§ What you will do
- a) According to the article on Selector's AIOps platform for networks, what are the three "C's" the company uses to overcome network operations challenges?
- b) Carry on the article about Selector and AIOps in networking, beginning right after its final sentence.

§ Excerpt provided
Selector is evolving the way we operate networks

The topic of AI in the networking space has quickly moved from “what if” to “how soon”. Every major networking vendor is leveraging some aspect of AI in their products, and roadmaps list AI as a pivotal element for modernizing networks.

Revolutionary improvements driven by AIOps will significantly impact the way we operate modern networks. This is made possible by the contextually rich data available to feed AI/ML models in network observability solutions, and the intelligence of those systems to produce outcomes.

Networking and AIOps

There are growing use cases for AI in the network, including, amongst others:

  • Anomaly Detection
  • Proactive Monitoring
  • Capacity Planning
  • Forecasting / Prediction
  • Root Cause Identification
  • Threat Detection

Further, I see AI becoming much more integrated into the network team itself – detecting and resolving issues, building and deploying configurations using intuitive chat prompts, and writing documentation. AI will effectively have a seat at the table for architecture and engineering decisions.

This is early days but we’re already starting to see the real-world possibilities with solution providers like Selector.AI, who has developed an AIOps platform to tackle network challenges in the modern age.

What is Selector doing?

The use of AI/ML algorithms is now an important consideration when choosing network observability solutions. This is because the existing approach of operating a networks has a few major challenges:

  1. Heterogeneous data is spread across many domains and dashboards
  2. Manual analysis is needed to correlate events between systems, dashboards, teams
  3. Siloed Teams do not collaborate effectively, nor do they understand each other’s metrics and operational indicators

Selector overcomes these challenges with what the call the three “C’s” – Collect, Correlate, Collaborate.

Selector‘s main product, Selector Analytics, uses neural networks with mathematical models to analyze data, learn patterns, and intelligently report on information to significantly improve operations by pointing specifically to network issues and their likely root cause.

To achieve this, Selector Analytics provides a high volume data ingest architecture for scale out via k8s, data distribution event streaming via Kafka, and disaggregated collectors for streaming data. Some supported connectors include:

  • Protocols such as SNMP and streaming telemetry (e.g., gNMI)
  • Event technologies such as Kafka and RabbitMQ
  • Data stores such as Prometheus, influxdb, and Splunk
  • Cloud providers such as GCP, AWS, Azure

Many of their customers are already ingesting into a Kafka bus, simplifying Selector’s ingestion method. They advertise minimal time to integrate new connectors using their automated compiler.

ML converts messages received via the connectors into a visual “red/green” logic based on the trained models, with successive correlation performed between the reds, effectively optimizing the volume of data the software actually has to look at. Event correlation is enhanced using contextual tags attached to events and then comparing events with each other.

Using Named Entity Recognition as an ML technique, Selector is able to understand what is an IP address, what is an ASN, etc., from log messages that are evaluated, even if the structure of the log message changes. This is profound – no more parsing varying message structures with our caveman eyeballs or trying to write the perfect regular expression to find some unique value in a sea of symbols.

§ Entries supplied
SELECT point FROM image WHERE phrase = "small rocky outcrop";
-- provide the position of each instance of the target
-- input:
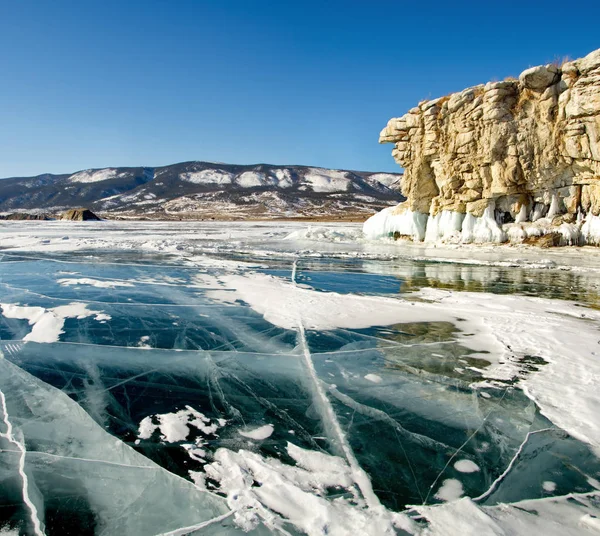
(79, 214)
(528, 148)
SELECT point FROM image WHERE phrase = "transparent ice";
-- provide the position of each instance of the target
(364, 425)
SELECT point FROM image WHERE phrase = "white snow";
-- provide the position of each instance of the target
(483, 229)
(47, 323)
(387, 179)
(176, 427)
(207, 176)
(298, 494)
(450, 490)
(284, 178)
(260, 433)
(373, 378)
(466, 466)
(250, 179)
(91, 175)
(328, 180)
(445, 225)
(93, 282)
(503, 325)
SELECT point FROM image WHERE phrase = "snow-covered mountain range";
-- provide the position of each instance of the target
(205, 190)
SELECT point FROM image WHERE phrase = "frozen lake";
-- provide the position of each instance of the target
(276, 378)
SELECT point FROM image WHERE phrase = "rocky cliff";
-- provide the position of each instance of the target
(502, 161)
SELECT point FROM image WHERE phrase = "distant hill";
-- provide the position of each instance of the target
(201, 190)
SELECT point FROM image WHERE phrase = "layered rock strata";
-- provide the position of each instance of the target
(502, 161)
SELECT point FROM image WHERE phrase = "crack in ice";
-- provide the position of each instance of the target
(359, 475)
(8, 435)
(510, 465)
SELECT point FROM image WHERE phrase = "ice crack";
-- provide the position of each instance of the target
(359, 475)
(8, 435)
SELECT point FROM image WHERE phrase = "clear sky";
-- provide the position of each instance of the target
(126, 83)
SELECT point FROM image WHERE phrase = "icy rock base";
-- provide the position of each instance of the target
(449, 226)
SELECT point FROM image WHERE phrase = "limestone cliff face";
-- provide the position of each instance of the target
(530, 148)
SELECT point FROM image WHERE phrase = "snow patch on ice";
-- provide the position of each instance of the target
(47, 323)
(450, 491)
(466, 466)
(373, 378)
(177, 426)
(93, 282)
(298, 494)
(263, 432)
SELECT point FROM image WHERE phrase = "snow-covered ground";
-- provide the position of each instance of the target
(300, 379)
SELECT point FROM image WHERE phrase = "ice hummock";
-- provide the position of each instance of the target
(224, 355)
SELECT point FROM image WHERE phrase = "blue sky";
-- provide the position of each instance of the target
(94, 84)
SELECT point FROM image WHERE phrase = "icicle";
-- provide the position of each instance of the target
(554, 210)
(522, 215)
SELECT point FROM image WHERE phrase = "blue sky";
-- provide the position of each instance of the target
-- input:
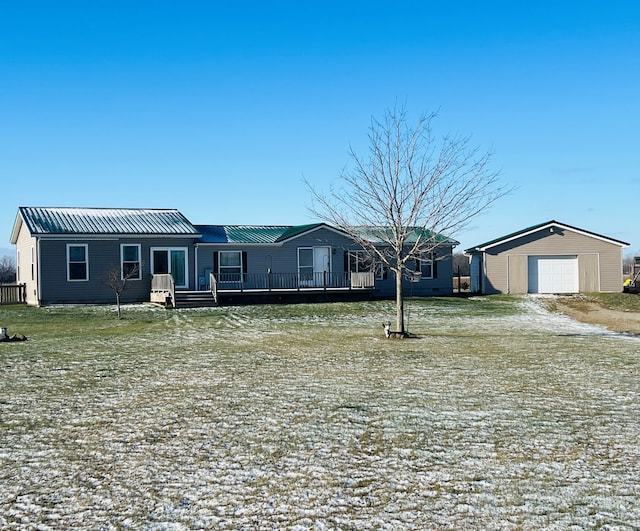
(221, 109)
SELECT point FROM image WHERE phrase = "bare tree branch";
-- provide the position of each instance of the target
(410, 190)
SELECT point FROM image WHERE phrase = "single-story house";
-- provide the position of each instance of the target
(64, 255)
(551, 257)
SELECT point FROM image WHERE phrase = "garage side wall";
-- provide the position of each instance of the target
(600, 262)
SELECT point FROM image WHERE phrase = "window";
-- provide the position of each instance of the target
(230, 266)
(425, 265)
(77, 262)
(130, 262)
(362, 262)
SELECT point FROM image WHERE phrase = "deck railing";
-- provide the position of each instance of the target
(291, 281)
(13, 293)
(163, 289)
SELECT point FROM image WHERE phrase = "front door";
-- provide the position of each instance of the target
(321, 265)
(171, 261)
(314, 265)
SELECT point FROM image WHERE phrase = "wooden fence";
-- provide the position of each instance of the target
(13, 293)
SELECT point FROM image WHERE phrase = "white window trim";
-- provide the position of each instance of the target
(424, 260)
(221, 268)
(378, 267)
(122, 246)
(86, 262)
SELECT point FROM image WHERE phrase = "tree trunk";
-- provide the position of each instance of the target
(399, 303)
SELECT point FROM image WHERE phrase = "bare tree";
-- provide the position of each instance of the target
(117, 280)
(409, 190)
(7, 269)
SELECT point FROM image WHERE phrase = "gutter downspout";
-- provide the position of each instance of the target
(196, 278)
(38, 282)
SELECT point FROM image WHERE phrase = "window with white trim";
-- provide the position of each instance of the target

§ Task results
- a) Collect, Correlate, and Collaborate.

- b)
Using Selector

Uniquely, SelectorAI’s interactive interface is your enterprise chat app, Slack or Teams. Yes, there’s a UI for administration and deep technical analysis, but how you primarily interact with the AI is via Slack/Teams. It’s almost as though the AI is an engineer on your team. 👀

Selector uses Natural Language Generation derived from JSON objects of the correlated events, allowing for friendly communication with the AI.

Selector’s vision is that Enterprise communication tools are the way engineers will interact with the network data going forward. Moreover, since Selector use enterprise communication tools, this means they naturally have a “mobile app”.

Addressing those AIOps use cases

A demonstration was provided during a recent live streamed demo of the product, where CTO and co-founder Nitin Kumar used his phone to interact with the AI via Slack after receiving a message that a network issue had occurred. Based on correlated data, Nitin was informed that the cause of the issue was likely junior network engineer, Joe.

This is the bread and butter of Selector Analytics – providing rich and accurate root cause identification. But that’s not all for Selector – forecasting and predictive analytics is in the roadmap as one of their top priorities.

Remember, Selector functions by analyzing massive amounts of network data to identify patterns and trends. As the platform gets smarter, predictive models will be used not just for identifying issues, but for forecasting future network behavior, growth demands, and potential network optimizations based on historical insights into correlated network patterns.

How can it be deployed – how’s it licensed?

Many customers do not want to send their logs to the cloud – so they offer multiple deployment options, including on-prem, cloud, SaaS.

Predictable pricing is based on the number of monitored devices rather than the volume of data. This is the opposite licensing model for most other solutions, such as Splunk, which price based on data volume.

My Thoughts

There’s much to unfold with Selector – and AIOps in general. With anything new, trust must be earned, especially so when it comes to AI. Will we get there? I think so. Purpose-built vendor-neutral solutions like Selector are setting the stage for what’s to come with network observability.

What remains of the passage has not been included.